(Dataset entries)
——————————
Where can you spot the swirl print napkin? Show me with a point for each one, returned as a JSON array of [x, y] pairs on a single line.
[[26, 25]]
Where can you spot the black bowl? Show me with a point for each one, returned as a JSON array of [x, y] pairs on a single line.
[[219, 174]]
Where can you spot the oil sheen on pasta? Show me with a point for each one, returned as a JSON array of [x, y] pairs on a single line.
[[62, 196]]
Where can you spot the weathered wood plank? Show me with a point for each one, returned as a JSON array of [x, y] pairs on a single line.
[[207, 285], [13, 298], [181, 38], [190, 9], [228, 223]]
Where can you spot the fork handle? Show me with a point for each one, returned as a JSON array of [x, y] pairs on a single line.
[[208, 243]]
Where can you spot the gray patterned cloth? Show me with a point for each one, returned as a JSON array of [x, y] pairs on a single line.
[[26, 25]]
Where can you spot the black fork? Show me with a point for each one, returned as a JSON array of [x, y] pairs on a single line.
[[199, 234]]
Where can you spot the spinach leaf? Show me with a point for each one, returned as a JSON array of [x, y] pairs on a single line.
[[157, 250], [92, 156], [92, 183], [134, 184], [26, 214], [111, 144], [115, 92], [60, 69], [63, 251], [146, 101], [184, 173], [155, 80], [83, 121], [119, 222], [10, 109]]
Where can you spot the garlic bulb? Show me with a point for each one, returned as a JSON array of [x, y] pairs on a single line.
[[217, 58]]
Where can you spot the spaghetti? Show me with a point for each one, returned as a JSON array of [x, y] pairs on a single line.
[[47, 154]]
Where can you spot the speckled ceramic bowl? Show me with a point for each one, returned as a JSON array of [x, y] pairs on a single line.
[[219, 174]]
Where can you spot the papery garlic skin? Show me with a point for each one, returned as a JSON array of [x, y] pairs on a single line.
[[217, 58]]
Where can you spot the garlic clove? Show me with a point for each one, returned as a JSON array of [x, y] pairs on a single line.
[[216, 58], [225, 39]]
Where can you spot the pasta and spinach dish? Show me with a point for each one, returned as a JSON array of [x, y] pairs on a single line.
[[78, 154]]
——————————
# TASK BRIEF
Copy out everything from the line containing "Where can you spot the fork" down to the line containing "[[208, 243]]", with both of those lines included.

# SOLUTION FOR THIS TASK
Where can you spot the fork handle? Show me with a point for each one, returned as a JSON array of [x, y] pairs on a single line.
[[208, 243]]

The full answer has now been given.